→ **Goal of the exercise**:
From the listing below, extract every line that contains the string "shirt". Treat uppercase and lowercase letters as different.

→ **Data shown**:

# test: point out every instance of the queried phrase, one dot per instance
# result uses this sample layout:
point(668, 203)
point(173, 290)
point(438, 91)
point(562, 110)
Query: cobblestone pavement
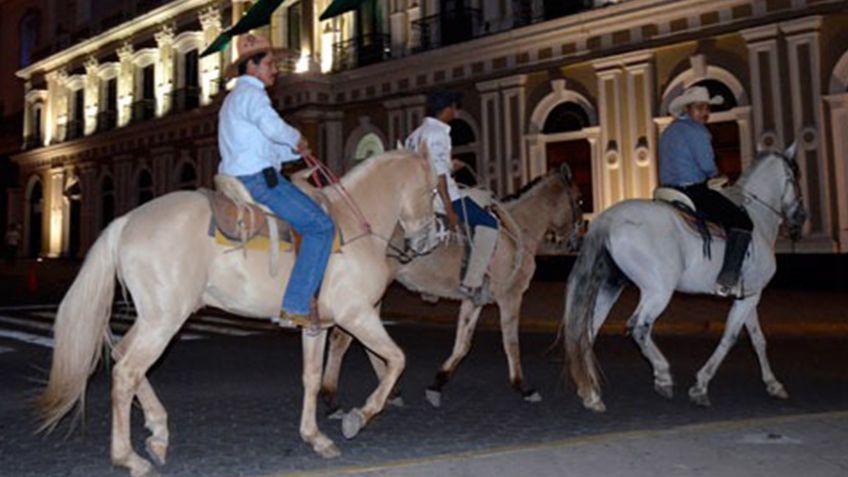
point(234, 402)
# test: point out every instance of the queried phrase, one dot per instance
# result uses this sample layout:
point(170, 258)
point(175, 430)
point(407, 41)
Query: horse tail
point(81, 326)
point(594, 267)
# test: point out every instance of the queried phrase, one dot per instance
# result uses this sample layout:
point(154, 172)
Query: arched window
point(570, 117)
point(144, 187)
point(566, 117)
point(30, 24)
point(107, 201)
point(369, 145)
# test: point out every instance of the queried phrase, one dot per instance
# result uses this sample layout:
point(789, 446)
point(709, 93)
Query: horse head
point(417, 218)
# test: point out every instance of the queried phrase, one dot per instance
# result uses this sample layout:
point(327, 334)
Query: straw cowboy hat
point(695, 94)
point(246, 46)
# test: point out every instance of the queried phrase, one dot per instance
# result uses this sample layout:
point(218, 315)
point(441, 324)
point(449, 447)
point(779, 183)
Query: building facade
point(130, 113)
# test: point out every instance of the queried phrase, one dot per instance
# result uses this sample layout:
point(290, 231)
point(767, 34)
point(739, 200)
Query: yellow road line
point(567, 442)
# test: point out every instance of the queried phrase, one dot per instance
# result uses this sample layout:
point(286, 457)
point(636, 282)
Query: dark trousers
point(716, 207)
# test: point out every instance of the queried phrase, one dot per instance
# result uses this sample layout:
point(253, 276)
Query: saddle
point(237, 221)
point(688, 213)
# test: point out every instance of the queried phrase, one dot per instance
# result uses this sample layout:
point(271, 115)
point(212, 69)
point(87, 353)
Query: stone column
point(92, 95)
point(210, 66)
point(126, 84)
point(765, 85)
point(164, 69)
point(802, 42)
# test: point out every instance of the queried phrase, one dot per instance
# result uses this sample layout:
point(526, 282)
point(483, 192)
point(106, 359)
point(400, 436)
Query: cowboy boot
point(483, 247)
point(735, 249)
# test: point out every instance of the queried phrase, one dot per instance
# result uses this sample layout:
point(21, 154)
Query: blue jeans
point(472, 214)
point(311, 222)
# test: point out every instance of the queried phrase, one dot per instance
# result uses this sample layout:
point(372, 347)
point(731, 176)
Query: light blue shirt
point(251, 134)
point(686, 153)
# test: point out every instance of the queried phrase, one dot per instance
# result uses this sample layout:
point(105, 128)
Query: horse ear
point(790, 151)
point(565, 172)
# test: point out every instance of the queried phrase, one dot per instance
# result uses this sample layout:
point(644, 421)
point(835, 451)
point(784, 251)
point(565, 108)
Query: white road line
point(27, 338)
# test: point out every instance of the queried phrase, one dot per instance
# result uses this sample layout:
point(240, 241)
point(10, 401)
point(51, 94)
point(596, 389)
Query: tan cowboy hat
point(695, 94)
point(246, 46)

---

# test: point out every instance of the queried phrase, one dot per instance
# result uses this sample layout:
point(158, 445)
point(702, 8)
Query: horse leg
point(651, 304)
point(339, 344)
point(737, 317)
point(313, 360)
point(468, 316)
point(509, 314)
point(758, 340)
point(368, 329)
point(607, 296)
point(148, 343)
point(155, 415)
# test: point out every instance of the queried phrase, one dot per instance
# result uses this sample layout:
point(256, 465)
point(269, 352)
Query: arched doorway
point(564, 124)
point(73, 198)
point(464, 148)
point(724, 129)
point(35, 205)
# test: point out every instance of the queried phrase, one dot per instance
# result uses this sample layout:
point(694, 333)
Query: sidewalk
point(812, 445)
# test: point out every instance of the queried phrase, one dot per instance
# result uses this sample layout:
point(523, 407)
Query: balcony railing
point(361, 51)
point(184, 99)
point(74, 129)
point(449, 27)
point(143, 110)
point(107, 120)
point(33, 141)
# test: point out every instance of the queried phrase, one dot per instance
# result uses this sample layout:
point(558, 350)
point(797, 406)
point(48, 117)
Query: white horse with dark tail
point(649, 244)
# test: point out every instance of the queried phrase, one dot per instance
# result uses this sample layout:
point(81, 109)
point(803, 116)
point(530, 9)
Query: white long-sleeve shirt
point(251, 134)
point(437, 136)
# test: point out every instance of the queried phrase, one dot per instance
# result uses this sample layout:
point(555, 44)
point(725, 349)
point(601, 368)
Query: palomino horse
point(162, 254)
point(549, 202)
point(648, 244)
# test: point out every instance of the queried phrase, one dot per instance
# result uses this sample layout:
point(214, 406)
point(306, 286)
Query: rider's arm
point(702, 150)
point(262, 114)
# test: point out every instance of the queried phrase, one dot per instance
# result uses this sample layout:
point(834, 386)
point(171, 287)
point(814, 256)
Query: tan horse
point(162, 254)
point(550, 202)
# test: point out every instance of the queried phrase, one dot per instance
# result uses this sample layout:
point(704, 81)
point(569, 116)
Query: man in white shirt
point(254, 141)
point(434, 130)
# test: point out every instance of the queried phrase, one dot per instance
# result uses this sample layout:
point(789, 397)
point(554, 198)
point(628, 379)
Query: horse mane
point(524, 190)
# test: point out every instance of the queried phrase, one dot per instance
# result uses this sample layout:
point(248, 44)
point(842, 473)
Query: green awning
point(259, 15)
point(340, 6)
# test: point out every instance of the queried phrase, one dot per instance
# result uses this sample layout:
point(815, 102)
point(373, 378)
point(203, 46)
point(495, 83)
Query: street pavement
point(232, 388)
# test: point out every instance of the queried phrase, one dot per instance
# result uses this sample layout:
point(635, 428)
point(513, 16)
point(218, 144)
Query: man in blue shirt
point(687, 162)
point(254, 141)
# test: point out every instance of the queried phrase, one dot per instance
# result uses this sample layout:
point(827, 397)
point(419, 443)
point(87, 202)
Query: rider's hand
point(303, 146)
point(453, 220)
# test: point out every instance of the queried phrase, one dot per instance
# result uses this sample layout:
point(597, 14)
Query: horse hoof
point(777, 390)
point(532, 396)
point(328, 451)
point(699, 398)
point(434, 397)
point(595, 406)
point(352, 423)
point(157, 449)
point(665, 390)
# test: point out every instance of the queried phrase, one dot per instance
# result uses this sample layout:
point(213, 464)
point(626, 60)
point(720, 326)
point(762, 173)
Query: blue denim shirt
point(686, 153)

→ **The response**:
Query: light blue shirt
Query: white long-sleeve shirt
Query: man in white shirt
Query: man in blue shirt
Query: blue denim shirt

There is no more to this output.